§ **Yapılacak iş**
Anayasa Mahkemesi kararına göre başvuru, Mahkemenin hangi tarihte yaptığı toplantıda incelendi?

§ **Sayfa alıntısı**
------------------------------------

Anayasa Mahkemesi, Sendika Adına Afiş Dağıtan Memura Verilen Ceza Hakkında Ne Karar Verdi?

Anayasa Mahkemesi, izinsiz tanıtım masası açan ve sendika adına afiş dağıtanın yazılı olarak ikaz edilmesi nedeniyle

Anayasa Mahkemesi, Sendika Adına Afiş Dağıtan Memura Verilen Ceza Hakkında Ne Karar Verdi?

Anayasa Mahkemesi, izinsiz tanıtım masası açan ve sendika adına afiş dağıtanın yazılı olarak ikaz edilmesi nedeniyle

Anayasa Mahkemesi, Sendika Adına Afiş Dağıtan Memura Verilen Ceza Hakkında Ne Karar Verdi?

Anayasa Mahkemesi, izinsiz tanıtım masası açan ve sendika adına afiş dağıtanın yazılı olarak ikaz edilmesi nedeniyle ifade özgürlüğünün ihlal edilmediğine karar verdi.


Kararın gerekçesi aşağıda yer almaktadır.

II.İNCELEME VE GEREKÇE


1. Mahkemenin 6/3/2019 tarihinde yapmış olduğu toplantıda başvuru incelenip gereği düşünüldü:


A. Başvurucunun İddiaları


2. Başvurucu; Sendika adına açılan tanıtım masasında dağıttığı el ilanları nedeniyle hakkında açılan disiplin soruşturması sonucunda cezai nitelikte olmamak üzere bir defaya mahsus olmak şartıyla yazılı olarak uyarılmasına karar verildiğini, temelinde sendikal çalışmalar bulunan söz konusu işlemin kendisine ve diğer Sendika üyelerine karşı gözdağı verme ve kendilerini yıldırma amaçlı olduğunu belirterek örgütlenme özgürlüğünün ve sendika hakkının ihlal edildiğini ileri sürmüştür.


3.Başvurucu ayrıca kendisine uygulanan yaptınm özlük dosyasında yer alacağından bu yaptırımın ileride atama, yükselme ve göreve son verme gibi işlemlerde dikkate alınacağını ve sendikal faaliyetlere katılım konusunda caydırıcı nitelikte olduğunu iddia etmiştir.


B. Değerlendirme


4. Anayasa Mahkemesi, olayların başvurucu tarafından yapılan hukuki nitelendirmesi ile bağlı olmayıp olay ve olguların hukuki tavsifini kendisi takdir eder {Tahir Canan, B. No: 2012/969, 18/9/2013, § 16).


5. Anayasa Mahkemesi önceki kararlarında sendika kararı üzerine yapılan eylemler üzerine uygulanan disiplin cezalarında kişilerin sendika hakkına müdahalede bulunulduğunu kabul etmiş ve kişilerin mesleki çıkarlarına ilişkin sendika kararlan çerçevesinde yapılan eylemlerde sendika hakkının devreye gireceğine karar vermiştir (Tayfun Cengiz, B.No: 2013/8463, 18/9/2014; Mehmet Çağdaş Serttaş, B. No: 2013/8516, 6/1/2015; Nihat Çan, B. No: 2013/8745, 6/1/2015; Ayşe Yılmaz, B. No: 2013/8805, 6/1/2015; Selma Baş, B. No: 2014/1946, 6/1/2015; Hayati Aktop ve diğerleri, B. No: 2014/4199, 10/6/2015; Selma Demir Taze, B. No: 2014/7668, 10/6/2015; Abidin Aydın Tüfekçi, B. No: 2013/1315, 15/4/2015).

------------------------------------

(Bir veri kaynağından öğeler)
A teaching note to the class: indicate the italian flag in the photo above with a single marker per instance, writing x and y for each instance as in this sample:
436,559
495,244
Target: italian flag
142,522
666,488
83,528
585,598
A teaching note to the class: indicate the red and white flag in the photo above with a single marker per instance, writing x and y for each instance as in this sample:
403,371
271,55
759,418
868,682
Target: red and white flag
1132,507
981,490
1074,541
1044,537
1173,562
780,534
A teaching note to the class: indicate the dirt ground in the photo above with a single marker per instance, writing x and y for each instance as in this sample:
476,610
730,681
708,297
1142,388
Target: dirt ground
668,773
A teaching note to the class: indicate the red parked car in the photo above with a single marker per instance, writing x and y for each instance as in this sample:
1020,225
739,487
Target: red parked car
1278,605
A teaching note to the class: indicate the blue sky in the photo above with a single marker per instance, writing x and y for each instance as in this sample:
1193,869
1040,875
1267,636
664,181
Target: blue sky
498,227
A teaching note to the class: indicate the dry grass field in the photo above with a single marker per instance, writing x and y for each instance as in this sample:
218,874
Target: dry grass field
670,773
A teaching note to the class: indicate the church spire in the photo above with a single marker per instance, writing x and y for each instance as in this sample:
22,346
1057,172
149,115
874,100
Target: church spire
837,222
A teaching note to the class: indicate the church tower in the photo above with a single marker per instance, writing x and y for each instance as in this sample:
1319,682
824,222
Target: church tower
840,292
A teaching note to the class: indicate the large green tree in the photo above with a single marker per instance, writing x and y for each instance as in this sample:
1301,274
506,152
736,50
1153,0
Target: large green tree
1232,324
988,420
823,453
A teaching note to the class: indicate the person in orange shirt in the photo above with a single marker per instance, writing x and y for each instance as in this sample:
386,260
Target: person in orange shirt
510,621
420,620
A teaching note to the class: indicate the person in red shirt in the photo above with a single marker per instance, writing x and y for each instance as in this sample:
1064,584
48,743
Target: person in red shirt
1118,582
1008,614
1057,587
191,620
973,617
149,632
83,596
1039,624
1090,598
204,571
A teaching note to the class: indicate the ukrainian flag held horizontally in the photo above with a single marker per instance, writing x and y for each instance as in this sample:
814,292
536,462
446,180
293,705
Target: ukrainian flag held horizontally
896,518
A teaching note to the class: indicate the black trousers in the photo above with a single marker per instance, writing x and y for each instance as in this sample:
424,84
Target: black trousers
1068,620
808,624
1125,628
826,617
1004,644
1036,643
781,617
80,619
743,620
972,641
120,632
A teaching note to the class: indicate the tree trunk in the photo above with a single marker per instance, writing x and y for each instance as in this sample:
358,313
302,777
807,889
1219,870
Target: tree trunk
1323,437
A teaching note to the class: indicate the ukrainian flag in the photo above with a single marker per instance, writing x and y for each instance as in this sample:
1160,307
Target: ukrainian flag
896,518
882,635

------------------------------------

§ **Yazılı çözüm**
Başvuru, Mahkemenin 6/3/2019 tarihinde yaptığı toplantıda incelendi.